***** PAGE *****
When it comes to turnaround success stories in the food and drink sector, few can match that of English wine. What was once looked upon as a poor cousin to French produce, English wine making has become a much loved and highly valued business. In short, we’re glugging more of it, exporting more of it and talking more about it.

So while English Wine Week (running between 15th – 23rd June) is a wonderful excuse to sample some tipples that are right on our doorstep, the underlying fact is that demand for English wines is growing dramatically year after year. We take a look at how English wines became so well established, and give our suggestions for delectable dining and drinking.

 

A short history lesson

Going back to 1940s and 1950s, English wines attracted a little bit of a raised eyebrow. This post-war period saw many producers plant varieties influenced by sweet German wines, rather than the drier varieties which are now enjoying such popularity. From the late 1980s to early 90s, producers began to pivot towards French grape varieties. It’s at this point that the embryonic English sparkling wine expertise started to establish itself. The thing is, vines take time to grow, and so the initial turnaround in reputation was naturally slow coming. Once momentum was gathered, though, there was no stopping it!

 

English wine now

Now we find ourselves at a point where the UK boasts almost 900 vineyards. Viticulture (the cultivation and harvesting of grapes) is today Britain’s fastest growing agricultural sector. It employs around 2,300 people full time and is expecting to continue to grow still further. Not only is the industry experiencing unprecedented growth, but it’s come with a significant upsurge in reputation, too. English sparkling wines especially have garnered strong admiration, with regular commendations from the IWSC over the last 20 years. English wines, both still and sparkling, are highly valued at home and popular overseas. Scandinavian countries especially are huge fans of English wine, with Norway importing around half of all English wine exports.
*****
SHORT PROBLEM 1 -> According to the English wine article, which country imports around half of all English wine exports?
SHORT PROBLEM 2 -> Output everything in the English wine article from "A short history" down to "no stopping it!", unchanged.
SHORT PROBLEM 3 -> Continue the English wine article with its next passage, starting after its final sentence.
The records below have nothing to do with the English wine article.
***** INFORMATION SHOWN *****
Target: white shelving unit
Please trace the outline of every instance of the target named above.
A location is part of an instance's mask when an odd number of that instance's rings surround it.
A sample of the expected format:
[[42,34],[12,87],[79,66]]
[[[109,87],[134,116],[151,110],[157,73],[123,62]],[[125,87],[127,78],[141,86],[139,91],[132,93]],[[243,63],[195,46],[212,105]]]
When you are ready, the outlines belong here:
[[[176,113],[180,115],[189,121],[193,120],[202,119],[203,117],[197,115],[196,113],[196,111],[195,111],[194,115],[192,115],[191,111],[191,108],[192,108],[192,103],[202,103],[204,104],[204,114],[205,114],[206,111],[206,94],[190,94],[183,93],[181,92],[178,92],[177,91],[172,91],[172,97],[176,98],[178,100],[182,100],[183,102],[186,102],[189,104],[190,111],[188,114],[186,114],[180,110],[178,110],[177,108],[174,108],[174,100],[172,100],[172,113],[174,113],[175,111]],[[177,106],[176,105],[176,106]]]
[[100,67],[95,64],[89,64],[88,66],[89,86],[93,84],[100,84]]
*****
RESPONSE 1 -> Norway

RESPONSE 2 ->
A short history lesson

Going back to 1940s and 1950s, English wines attracted a little bit of a raised eyebrow. This post-war period saw many producers plant varieties influenced by sweet German wines, rather than the drier varieties which are now enjoying such popularity. From the late 1980s to early 90s, producers began to pivot towards French grape varieties. It’s at this point that the embryonic English sparkling wine expertise started to establish itself. The thing is, vines take time to grow, and so the initial turnaround in reputation was naturally slow coming. Once momentum was gathered, though, there was no stopping it!

RESPONSE 3 ->
The power of local

Of course, vineyards and wine producers are only one side of the coin. Suppliers and consumers have just as much to do with this story. And that means both us at Lambton & Jackson and you reading this! We love working with our good friends at New Hall Wine Estate, making delectable gift pairings so that you can enjoy local wine and food together. To find out more about New Hall, and explore how their flavours work with several of our products, this programme is wonderfully informative.

 

How do we enjoy it?

It’s great that the English wine trade is doing such fantastic business. But most importantly, we want to talk about drinking the stuff! With such well received, refined flavours, what you consume with your wine really matters. We’ve got some enticing pairings and top picks for which English wines are ideal to elevate our locally produced smoked foods.

 

Smoked Salmon

The thing to remember with artisan smoked salmon is that there is a huge range of flavours infused into the fish. For example, our Maldon Cure offers a different flavour to our Juniper Smoked salmon. Then there’s hot smoked options and beetroot cured salmon, too! Depending on whether the smoked infusions are light or more punchy, the food pairs better with different wines. So to enjoy the perfect taste combination, choose complementary flavours.

 

Maldon Cure

This salmon is smoked over oak and beech, so it has deep, complex flavours that need to find a match in your choice of English wine. Step forward New Hall Wine’s Bacchus. With its fruity aromas, this is a crisp and fresh wine that ideally complements the smokiness of our classic artisanal smoked salmon. We’ve even matched the two in a convenient hamper so you can easily enjoy this particular combination.

 

Juniper Smoked

A more subtle flavour can be found with our juniper smoked salmon. Smoked with a classic Nordic blend of beech, alder and juniper, this fish has a smooth buttery texture and hints of sweetness in the finish. So we’d suggest enjoying it with New Hall’s Signature white. Clean and bright on the palate, this wine is perfect to work alongside a more gentle smokiness.

 

Smoked Cheese

A classic part of any cheese board, smoked cheese varieties have a striking depth of flavour. While some people can think of cheeses as an addition to a meal, with the flavours at play in our smoked cheddar and smoked Shropshire blue, they can really take centre stage. We’re all used to enjoying wine with our cheese, and these pairing suggestions work well across the board.

 

Cheddar

Our smoked cheddar abounds in flavour. With something this punchy, it’s worth choosing a robust English wine. Lots of us enjoy a red with our cheese course, so why not go for a pinot noir. In this wine from New Hall, the flavours are utterly in line with the English countryside and seasonality.

 

Shropshire 

The classic flavour combination to end a meal, pair a smoked Shropshire blue with an excellent dessert wine. The Purali Gold from New Hall is rich and luscious to sit alongside the Shropshire’s creamy depth. We love this combination so much that we’ve matched it together so you can enjoy it with ease.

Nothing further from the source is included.